Souvent qualifié de "jeune prodige du cinéma québécois", le réalisateur Xavier Dolan peut se vanter d'avoir réalisé cinq films à tout juste 25 ans. Une telle productivité étant un rêve pour tout jeune cinéaste, Dolan a rapidement émergé avec l'étiquette de "modèle". Son quatrième film Tom à la ferme est un thriller psychologique, genre dans lequel il ne s'était pas encore aventuré. Très attendu, c'est finalement une déception : les idées sont là mais le film est assez vide et bâclé, probablement dû à un manque d'expérience.


Tom à la ferme peut être considéré comme un film "vite fait, mal fait". C'est la terrible impression que l'on ressent une fois passé les portes de sortie. Pourtant les idées étaient très alléchantes et avaient tout pour créer une atmosphère déstabilisante : une famille dérangée psychologiquement avec une ferme isolée comme fond de toile, n'est-ce-pas tentant ? Saupoudrez le tout de jeux de manipulation, domination et syndrome de Stockholm et on avait de quoi se frotter les mains. Mais alors pourquoi ça n'a pas marché ? Un des principaux soucis est que l'on ne comprend pas vraiment ce qu'on veut nous dire, ou plutôt Dolan ne savait pas comment aborder une telle histoire. Car c'est ça le problème fondamental du film : il ne prend pas de réel point de vue, et lorsqu'il tente d'en prendre un ça ne fonctionne que rarement. Prenons un exemple symbolique, c'est le moment où Tom vient d'arriver à la ferme et prend une douche. Afin de présenter physiquement pour la première fois à l'écran le personnage de Francis, ce dernier fait son apparition par le biais d'un jump scare sous les traits d'un visage fantomatique. L'idée est très bien car elle pose déjà la relation ambigu et dominante que Francis développera envers Tom, le film met presque alors un pied dans le genre de l'horreur. Mais le soucis...c'est qu'après cette idée est balayée ! Il n'y a pas de réel fil conducteur, rien que l'histoire est vraiment difficile à comprendre, certains détails importants n'arrivent que bien plus tard (la cause de la mort de Guillaume, les raisons du retour de Tom à la ferme, etc.). Le fait de retarder l'apport d'éléments importants de l'intrigue est intéressant s'ils permettent d'apporter du suspense ou une relecture de ce que l'on sait déjà, c'est le principe du genre policier ou du twist final. Il faut que ces détails jouent alors un rôle important dans le récit et que leurs apparitions soient justifiées. Mais ici ces éléments arrivent comme de simples anecdotes balancées au bout d'une table, leur retard volontaire est donc complètement inutile. D'autres éléments restent aussi sans réponses (Tom est censé travailler dans la pub par exemple), ce ne sont peut-être que des détails mais cela n'arrange pas la compréhension du récit et les comportements des personnages.

§ **CONSIGNE 1**:
Répondez brièvement à ces questions sur la critique de Tom à la ferme.
(a) Combien de films Xavier Dolan avait-il réalisés à tout juste 25 ans ?
(b) Pendant quelle scène Francis apparaît-il physiquement à l'écran pour la première fois ?
(c) Dans quel domaine Tom est-il censé travailler ?
§ **CONSIGNE 2**:
Recopiez à l'identique le passage de la critique de Tom à la ferme qui commence par les mots contenant « Souvent qualifié de » et se termine par « un manque d'expérience. ».
Les enregistrements proviennent d'une autre source.

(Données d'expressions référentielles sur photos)
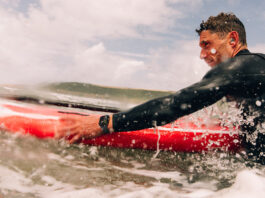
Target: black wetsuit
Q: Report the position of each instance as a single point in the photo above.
(241, 77)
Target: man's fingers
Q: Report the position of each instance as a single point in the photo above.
(75, 138)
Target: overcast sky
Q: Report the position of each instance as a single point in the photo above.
(129, 43)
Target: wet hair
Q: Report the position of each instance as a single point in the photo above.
(222, 24)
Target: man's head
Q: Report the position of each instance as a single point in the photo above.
(221, 37)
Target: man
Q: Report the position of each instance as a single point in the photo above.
(236, 73)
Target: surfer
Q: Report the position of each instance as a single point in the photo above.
(235, 73)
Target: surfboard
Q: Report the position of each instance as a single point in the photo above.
(181, 136)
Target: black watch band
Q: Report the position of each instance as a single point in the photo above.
(104, 123)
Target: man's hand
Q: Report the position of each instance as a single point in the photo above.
(76, 127)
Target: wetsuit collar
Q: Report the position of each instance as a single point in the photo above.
(244, 51)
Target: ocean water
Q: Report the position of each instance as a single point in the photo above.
(37, 168)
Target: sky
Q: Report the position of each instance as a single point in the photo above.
(149, 44)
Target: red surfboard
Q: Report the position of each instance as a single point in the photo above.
(182, 136)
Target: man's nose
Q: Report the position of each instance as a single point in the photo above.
(203, 54)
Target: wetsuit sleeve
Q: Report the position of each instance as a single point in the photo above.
(166, 109)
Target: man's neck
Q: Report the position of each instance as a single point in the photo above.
(241, 47)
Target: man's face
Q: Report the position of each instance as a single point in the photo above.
(214, 49)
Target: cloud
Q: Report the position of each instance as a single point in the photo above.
(63, 40)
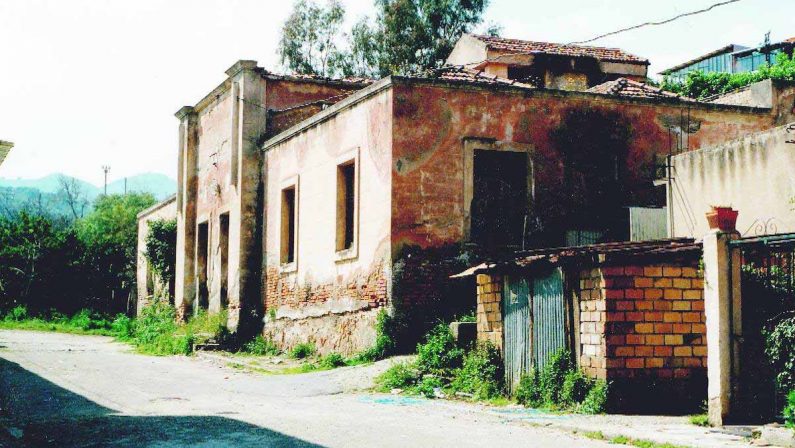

§ **RÉPONSE RÉDIGÉE 1**:
(a) Cinq films.
(b) Quand Tom vient d'arriver à la ferme et prend une douche.
(c) Dans la pub.

§ **RÉPONSE RÉDIGÉE 2**:
Souvent qualifié de "jeune prodige du cinéma québécois", le réalisateur Xavier Dolan peut se vanter d'avoir réalisé cinq films à tout juste 25 ans. Une telle productivité étant un rêve pour tout jeune cinéaste, Dolan a rapidement émergé avec l'étiquette de "modèle". Son quatrième film Tom à la ferme est un thriller psychologique, genre dans lequel il ne s'était pas encore aventuré. Très attendu, c'est finalement une déception : les idées sont là mais le film est assez vide et bâclé, probablement dû à un manque d'expérience.